Directions for this task ::
An exact, line-by-line copy is needed, beginning at the line with "grass. Tag each instance with a single point." and ending at the last line of the listing below.

########

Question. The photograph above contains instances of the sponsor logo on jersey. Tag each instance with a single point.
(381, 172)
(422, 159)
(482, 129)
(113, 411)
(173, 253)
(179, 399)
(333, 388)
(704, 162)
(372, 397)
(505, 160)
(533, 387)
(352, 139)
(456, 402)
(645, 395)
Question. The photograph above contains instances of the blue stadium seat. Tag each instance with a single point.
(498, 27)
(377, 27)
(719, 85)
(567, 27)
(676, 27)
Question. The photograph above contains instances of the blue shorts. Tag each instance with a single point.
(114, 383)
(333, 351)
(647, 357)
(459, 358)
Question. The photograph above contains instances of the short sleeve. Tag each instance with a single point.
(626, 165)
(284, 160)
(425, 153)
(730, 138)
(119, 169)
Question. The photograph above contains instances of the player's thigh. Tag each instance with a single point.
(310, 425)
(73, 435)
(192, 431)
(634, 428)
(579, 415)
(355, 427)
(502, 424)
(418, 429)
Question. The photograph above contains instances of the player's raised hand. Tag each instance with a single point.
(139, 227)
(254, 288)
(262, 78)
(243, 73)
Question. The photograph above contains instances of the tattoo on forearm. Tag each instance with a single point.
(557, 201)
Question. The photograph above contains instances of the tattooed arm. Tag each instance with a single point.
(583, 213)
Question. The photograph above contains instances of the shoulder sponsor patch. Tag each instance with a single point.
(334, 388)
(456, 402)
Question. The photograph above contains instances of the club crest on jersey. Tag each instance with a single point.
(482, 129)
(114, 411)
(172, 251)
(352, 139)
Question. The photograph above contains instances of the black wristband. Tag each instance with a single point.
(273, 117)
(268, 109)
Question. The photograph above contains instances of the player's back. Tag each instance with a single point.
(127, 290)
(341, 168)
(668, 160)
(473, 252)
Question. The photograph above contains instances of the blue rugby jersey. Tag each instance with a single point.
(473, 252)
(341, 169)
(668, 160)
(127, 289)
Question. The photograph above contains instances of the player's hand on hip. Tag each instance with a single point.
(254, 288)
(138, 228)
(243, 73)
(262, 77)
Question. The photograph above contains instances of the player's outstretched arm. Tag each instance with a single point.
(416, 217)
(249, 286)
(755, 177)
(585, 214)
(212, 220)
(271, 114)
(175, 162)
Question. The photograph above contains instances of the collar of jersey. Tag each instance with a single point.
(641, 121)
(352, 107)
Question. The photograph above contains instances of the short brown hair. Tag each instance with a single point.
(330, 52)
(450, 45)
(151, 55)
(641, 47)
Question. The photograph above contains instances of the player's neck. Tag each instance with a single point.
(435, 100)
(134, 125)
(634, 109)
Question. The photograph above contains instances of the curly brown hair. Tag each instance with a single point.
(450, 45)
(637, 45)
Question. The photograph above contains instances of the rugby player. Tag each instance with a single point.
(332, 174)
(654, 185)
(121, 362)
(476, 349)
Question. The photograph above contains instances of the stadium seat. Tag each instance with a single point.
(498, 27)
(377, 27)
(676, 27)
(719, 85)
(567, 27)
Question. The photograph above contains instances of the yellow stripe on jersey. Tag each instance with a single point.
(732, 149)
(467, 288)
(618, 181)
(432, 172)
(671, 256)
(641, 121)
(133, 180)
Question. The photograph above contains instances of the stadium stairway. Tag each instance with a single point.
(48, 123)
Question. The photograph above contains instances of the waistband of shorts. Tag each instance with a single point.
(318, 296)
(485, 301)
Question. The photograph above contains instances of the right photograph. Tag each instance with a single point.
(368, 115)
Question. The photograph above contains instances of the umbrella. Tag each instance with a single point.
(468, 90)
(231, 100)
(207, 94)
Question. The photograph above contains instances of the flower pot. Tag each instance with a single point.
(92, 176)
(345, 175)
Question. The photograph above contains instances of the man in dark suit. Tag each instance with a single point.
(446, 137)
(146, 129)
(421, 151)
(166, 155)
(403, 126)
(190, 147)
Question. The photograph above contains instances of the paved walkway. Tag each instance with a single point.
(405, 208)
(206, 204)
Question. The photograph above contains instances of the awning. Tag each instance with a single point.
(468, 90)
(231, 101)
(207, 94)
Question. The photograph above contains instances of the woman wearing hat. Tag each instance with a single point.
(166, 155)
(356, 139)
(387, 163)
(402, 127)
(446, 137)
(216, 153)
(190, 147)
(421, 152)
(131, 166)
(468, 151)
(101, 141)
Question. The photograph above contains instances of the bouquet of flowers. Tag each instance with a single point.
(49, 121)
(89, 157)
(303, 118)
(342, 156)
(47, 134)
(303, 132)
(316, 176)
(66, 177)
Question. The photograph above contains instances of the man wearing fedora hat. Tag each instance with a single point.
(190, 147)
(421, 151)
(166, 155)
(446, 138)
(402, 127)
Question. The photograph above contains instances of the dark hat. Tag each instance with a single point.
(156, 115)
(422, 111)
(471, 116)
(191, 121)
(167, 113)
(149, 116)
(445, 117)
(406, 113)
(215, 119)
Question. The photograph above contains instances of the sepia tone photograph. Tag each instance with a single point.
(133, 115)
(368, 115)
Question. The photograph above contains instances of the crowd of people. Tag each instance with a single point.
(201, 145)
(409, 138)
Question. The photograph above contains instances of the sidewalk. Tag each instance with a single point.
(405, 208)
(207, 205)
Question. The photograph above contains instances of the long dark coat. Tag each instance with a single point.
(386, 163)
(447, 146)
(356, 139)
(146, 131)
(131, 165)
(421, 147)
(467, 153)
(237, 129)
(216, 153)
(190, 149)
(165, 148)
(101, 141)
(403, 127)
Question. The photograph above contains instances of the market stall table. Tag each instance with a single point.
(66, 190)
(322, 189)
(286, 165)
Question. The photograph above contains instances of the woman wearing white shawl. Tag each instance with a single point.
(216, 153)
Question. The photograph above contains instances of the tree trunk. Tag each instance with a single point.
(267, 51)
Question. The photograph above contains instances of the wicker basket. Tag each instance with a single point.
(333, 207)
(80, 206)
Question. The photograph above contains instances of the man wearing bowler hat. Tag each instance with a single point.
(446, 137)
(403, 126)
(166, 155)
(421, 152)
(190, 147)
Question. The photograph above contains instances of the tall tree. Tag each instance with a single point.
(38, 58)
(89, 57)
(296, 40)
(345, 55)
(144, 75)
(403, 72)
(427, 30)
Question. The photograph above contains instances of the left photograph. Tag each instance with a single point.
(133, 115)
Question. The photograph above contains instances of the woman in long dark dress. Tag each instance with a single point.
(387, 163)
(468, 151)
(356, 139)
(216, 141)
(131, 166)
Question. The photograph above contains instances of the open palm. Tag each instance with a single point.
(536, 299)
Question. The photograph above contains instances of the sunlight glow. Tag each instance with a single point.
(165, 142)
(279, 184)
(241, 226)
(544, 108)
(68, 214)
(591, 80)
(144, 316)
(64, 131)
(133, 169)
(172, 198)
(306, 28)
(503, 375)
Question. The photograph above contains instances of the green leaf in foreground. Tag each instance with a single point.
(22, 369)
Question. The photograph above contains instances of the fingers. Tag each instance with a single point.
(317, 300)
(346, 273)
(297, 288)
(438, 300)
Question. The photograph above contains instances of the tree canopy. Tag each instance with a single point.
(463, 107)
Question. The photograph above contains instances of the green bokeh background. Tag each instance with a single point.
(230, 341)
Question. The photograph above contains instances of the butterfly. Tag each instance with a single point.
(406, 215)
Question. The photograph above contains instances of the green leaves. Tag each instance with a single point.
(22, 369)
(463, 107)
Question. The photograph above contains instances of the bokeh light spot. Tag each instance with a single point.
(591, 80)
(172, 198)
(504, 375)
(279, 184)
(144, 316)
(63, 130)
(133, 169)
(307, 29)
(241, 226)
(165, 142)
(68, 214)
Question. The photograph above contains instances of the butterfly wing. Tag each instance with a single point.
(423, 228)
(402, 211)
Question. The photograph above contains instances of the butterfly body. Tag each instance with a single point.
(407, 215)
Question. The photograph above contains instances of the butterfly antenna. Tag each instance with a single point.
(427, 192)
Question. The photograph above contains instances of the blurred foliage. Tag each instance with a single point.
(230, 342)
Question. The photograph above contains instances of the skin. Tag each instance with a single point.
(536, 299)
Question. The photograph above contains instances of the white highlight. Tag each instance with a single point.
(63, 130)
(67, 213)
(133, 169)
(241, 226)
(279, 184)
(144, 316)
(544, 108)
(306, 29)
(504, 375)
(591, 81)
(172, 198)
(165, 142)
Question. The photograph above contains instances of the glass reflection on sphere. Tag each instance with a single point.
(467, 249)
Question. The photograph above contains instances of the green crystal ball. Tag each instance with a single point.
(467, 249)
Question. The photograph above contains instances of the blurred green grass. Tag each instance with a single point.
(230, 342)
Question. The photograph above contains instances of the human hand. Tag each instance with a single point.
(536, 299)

########

Response box ::
Question. The photograph above contains instances of the blurred green grass. Tag each instance with a single point.
(230, 342)
Question. The photograph above contains instances of the human hand. Tag each instance with a single point.
(536, 299)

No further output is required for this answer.